Trecho extraído:
>>>>>

Vistos, relatados e discutidos estes autos de Recurso de Revista com Agravo n° TST-ARR-10876-18.2015.5.18.0016, em que é Agravado e Recorrente MINISTÉRIO PÚBLICO DO TRABALHO DA 18ª REGIÃO e Agravante e Recorrida SIERRA INVESTIMENTOS BRASIL LTDA..
O Tribunal Regional, por meio do acórdão das págs. 778-797, complementado às págs. 913-917, deu parcial provimento ao recurso ordinário da empresa.
Inconformadas, ambas as partes interpuseram recursos de revista.
O recurso de revista da empresa teve seu seguimento denegado, o recurso de revista do Ministério Público do Trabalho foi admitido, mediante decisão das págs. 959-963.
A empresa interpôs agravo de instrumento.
Foram apresentadas contraminuta e contrarrazões.
É o relatório.
I – AGRAVO DE INSTRUMENTO DA EMPRESA
1 - CONHECIMENTO
Satisfeitos os pressupostos de admissibilidade, conheço do agravo de instrumento.
2 – MÉRITO
A Lei 13.015/2014 teve como algumas de suas finalidades reforçar o papel uniformizador do recurso de revista, sanar controvérsias quanto ao manejo desse apelo e dar maior celeridade e segurança jurídica no conhecimento e tramitação dessa espécie recursal, por meio de disciplinamento judiciário voltado precipuamente para os efeitos uniformizadores da jurisprudência e da unidade do Judiciário Trabalhista.

<<<<<

Dados disponíveis:
>>>>>

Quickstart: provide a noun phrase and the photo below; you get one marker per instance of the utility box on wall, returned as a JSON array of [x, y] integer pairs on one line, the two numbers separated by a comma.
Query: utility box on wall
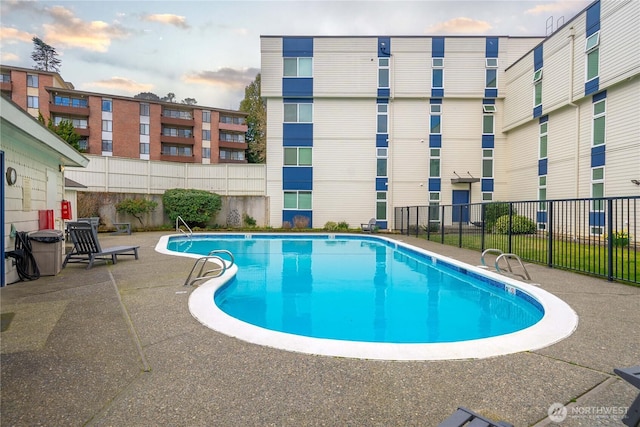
[[45, 219]]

<<<<<

Objetivo:
Repita, sem qualquer alteração, o trecho do acórdão de "Inconformadas, ambas as" até "do agravo de instrumento.". Use somente o trecho do acórdão como fonte.

Solução:
Inconformadas, ambas as partes interpuseram recursos de revista.
O recurso de revista da empresa teve seu seguimento denegado, o recurso de revista do Ministério Público do Trabalho foi admitido, mediante decisão das págs. 959-963.
A empresa interpôs agravo de instrumento.
Foram apresentadas contraminuta e contrarrazões.
É o relatório.
I – AGRAVO DE INSTRUMENTO DA EMPRESA
1 - CONHECIMENTO
Satisfeitos os pressupostos de admissibilidade, conheço do agravo de instrumento.